┌────────

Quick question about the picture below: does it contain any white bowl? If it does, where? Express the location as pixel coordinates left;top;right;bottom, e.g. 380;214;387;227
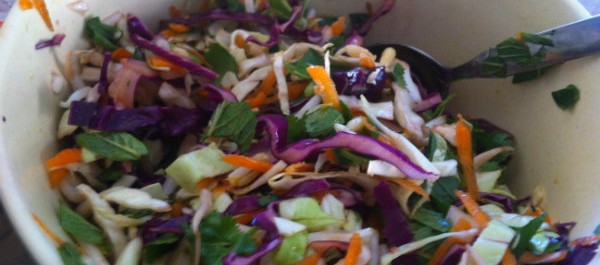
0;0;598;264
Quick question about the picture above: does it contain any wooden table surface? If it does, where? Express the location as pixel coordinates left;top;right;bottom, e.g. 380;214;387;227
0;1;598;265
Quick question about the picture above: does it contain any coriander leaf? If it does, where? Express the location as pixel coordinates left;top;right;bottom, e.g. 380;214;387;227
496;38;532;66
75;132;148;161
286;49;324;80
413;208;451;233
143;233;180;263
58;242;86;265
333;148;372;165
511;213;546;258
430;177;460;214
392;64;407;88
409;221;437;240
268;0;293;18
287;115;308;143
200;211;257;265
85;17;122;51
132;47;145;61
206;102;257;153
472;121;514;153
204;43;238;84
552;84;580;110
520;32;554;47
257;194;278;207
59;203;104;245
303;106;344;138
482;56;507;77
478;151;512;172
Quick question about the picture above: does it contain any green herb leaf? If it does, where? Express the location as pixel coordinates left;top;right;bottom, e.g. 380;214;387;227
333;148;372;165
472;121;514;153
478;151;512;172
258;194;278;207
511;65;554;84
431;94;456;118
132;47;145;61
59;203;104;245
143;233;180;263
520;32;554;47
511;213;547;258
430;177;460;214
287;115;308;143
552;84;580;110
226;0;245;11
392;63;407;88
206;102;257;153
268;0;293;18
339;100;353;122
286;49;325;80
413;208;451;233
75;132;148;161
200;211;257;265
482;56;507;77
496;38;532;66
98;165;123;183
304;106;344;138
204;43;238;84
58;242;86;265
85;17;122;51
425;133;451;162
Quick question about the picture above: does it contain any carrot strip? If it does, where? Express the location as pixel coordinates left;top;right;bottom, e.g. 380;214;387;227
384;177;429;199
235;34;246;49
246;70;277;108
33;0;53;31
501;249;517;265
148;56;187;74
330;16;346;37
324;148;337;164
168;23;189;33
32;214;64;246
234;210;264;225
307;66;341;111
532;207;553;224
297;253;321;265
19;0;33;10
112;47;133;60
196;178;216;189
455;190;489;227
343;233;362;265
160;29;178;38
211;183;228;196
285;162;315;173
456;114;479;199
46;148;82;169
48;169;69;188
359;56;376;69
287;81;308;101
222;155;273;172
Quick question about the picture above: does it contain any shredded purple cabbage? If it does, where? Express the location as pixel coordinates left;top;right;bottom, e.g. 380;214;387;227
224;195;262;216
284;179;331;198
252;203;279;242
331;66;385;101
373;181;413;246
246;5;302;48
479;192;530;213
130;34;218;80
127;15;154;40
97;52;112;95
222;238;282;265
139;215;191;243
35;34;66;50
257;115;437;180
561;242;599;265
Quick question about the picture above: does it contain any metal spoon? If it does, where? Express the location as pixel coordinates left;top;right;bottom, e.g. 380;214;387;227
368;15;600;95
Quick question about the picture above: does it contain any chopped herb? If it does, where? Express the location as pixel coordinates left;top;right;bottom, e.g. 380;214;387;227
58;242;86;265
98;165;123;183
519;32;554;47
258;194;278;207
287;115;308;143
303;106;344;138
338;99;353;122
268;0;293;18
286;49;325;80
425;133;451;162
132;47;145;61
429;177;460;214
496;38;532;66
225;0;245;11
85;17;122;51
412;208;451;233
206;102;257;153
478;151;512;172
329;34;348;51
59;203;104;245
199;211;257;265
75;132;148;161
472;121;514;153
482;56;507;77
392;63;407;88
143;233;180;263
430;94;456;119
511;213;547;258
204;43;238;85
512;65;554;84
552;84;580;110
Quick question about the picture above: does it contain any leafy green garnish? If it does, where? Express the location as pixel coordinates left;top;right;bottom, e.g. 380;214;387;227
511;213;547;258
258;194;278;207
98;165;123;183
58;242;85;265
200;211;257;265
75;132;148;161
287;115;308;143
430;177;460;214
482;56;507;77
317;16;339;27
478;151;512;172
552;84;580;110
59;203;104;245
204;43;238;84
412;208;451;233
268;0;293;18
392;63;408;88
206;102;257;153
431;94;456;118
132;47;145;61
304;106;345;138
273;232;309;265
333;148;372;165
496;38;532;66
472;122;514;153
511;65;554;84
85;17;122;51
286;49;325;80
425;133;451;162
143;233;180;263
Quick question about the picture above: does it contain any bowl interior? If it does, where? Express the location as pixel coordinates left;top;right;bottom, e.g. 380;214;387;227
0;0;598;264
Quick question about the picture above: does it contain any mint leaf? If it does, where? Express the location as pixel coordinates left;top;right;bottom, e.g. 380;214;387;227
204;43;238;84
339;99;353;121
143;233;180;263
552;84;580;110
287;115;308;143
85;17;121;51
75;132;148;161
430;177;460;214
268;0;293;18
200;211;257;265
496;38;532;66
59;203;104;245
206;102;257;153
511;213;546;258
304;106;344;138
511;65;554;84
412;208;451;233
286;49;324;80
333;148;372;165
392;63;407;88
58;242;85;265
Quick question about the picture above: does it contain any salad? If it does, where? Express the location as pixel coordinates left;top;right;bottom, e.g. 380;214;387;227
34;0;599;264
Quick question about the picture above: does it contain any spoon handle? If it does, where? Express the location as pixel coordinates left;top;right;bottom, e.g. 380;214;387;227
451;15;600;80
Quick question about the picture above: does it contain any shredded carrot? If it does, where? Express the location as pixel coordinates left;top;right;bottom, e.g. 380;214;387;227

└────────

◆ WORK REQUIRED: Set down the data above exactly as written. Omit the pictures.

◆ SOLUTION FOR THIS EXERCISE:
Quick question about the picture below: does it contain any white bowl? If it does, where? Express the location as pixel coordinates left;top;right;bottom, e.g. 380;214;387;227
0;0;598;264
Quick question about the picture above: does it contain any wooden table surface? If it does, where? Express the location as pixel coordinates left;top;right;bottom, e.g. 380;214;387;227
0;1;598;265
Quick question about the picture above: does it contain any coriander leaf? If it does, where? Express the location as pixel coordinates left;top;right;bottom, e.g. 380;214;387;227
496;38;532;66
75;132;148;161
286;49;324;80
413;208;451;233
143;233;180;263
58;242;86;265
333;148;372;165
511;213;546;258
430;177;460;214
392;64;407;88
409;221;437;240
268;0;293;18
287;115;308;143
200;211;257;265
85;17;122;51
132;47;145;61
206;102;257;153
472;121;514;153
204;43;238;84
552;84;580;110
520;32;554;47
257;194;278;207
59;203;104;245
303;106;344;138
482;56;507;77
478;151;512;172
Quick question about the picture above: does it contain any green herb leaf? If it does, where? Express the location as pixel coordinates left;top;right;bottom, e.g. 380;214;387;227
333;148;372;165
472;121;514;153
478;151;512;172
258;194;278;207
511;65;554;84
431;94;456;118
132;47;145;61
59;203;104;245
143;233;180;263
520;32;554;47
511;213;547;258
430;177;460;214
287;115;308;143
552;84;580;110
226;0;245;11
392;63;407;88
206;102;257;153
268;0;293;18
339;100;353;122
286;49;325;80
413;208;451;233
75;132;148;161
200;211;257;265
482;56;507;77
496;38;532;66
98;165;123;183
304;106;344;138
204;43;238;84
58;242;86;265
85;17;122;51
425;133;451;162
Quick question about the picture above: does it contain any carrot strip? If it does, where? Express the location as pixel coordinates left;top;right;bottom, e.g. 380;214;387;227
384;177;429;199
235;34;246;49
246;70;277;108
33;0;53;31
501;249;517;265
148;56;187;74
330;16;346;37
324;148;337;164
168;23;189;33
32;214;64;246
234;210;264;225
307;66;341;111
532;207;553;224
297;253;321;265
19;0;33;10
112;47;133;60
196;178;216;189
455;190;489;227
343;233;362;265
160;29;178;38
211;183;228;196
285;162;315;173
456;114;479;199
46;148;82;169
48;169;69;188
359;56;376;69
287;81;308;101
222;155;273;172
Quick question about the picture above: does it contain any shredded purple cabbage? If it does, where? Express the location as pixel coordinates left;top;right;bottom, e.g. 380;214;387;227
224;195;262;216
284;179;331;198
252;203;279;242
331;66;385;101
373;181;413;246
246;5;302;48
479;192;530;213
130;34;218;80
127;15;154;40
97;52;112;95
222;238;282;265
139;215;191;243
35;34;66;50
257;115;437;180
561;242;599;265
Quick question about the picture above: does it contain any metal spoon? If it does, where? Express the location as pixel coordinates left;top;right;bottom, e.g. 380;214;387;227
368;15;600;95
Quick question about the picture above: does it contain any chopped herb? If it does, where? Express the location as pixel coordinates left;top;right;bottom, e.g. 380;214;387;227
58;242;86;265
98;165;123;183
519;32;554;47
258;194;278;207
287;115;308;143
303;106;344;138
338;99;353;122
268;0;293;18
286;49;325;80
425;133;451;162
132;47;145;61
429;177;460;214
496;38;532;66
225;0;245;11
85;17;122;51
412;208;451;233
206;102;257;153
478;151;512;172
329;34;348;51
59;203;104;245
199;211;257;265
75;132;148;161
472;121;514;153
482;56;507;77
392;63;407;88
143;233;180;263
430;94;456;119
511;213;547;258
204;43;238;85
512;65;554;84
552;84;580;110
Quick question about the picture above: does it contain any leafy green garnish? If it does, where? Express the location as pixel coordinates left;top;right;bottom, e.g. 380;214;387;227
511;213;547;258
258;194;278;207
98;165;123;183
58;242;85;265
200;211;257;265
75;132;148;161
287;115;308;143
430;177;460;214
482;56;507;77
317;16;339;27
478;151;512;172
552;84;580;110
59;203;104;245
204;43;238;84
412;208;451;233
268;0;293;18
392;63;408;88
206;102;257;153
431;94;456;118
132;47;145;61
304;106;345;138
273;232;309;265
333;148;372;165
496;38;532;66
472;122;514;153
511;65;554;84
85;17;122;51
286;49;325;80
425;133;451;162
143;233;180;263
Quick question about the picture above: does it contain any bowl interior? If it does, where? Express the location as pixel coordinates left;top;right;bottom, e.g. 380;214;387;227
0;0;598;264
Quick question about the picture above: does it contain any mint leaf? If it does, where? Express the location as pixel coordinates left;top;right;bottom, e.g. 380;214;387;227
204;43;238;84
339;99;353;121
143;233;180;263
552;84;580;110
287;115;308;143
85;17;121;51
75;132;148;161
430;177;460;214
268;0;293;18
200;211;257;265
496;38;532;66
59;203;104;245
206;102;257;153
511;213;546;258
304;106;344;138
511;65;554;84
412;208;451;233
286;49;324;80
333;148;372;165
392;63;407;88
58;242;85;265
Quick question about the picture above: does it contain any salad? If it does, where? Express the location as pixel coordinates left;top;right;bottom, e.g. 380;214;387;227
34;0;599;264
Quick question about the picture above: does it contain any spoon handle? If it does, where? Express the location as pixel coordinates left;top;right;bottom, e.g. 380;214;387;227
451;15;600;80
Quick question about the picture above: does it contain any shredded carrot? If it does, where? Express the location as pixel coordinates left;top;right;bottom, e.g. 380;214;387;227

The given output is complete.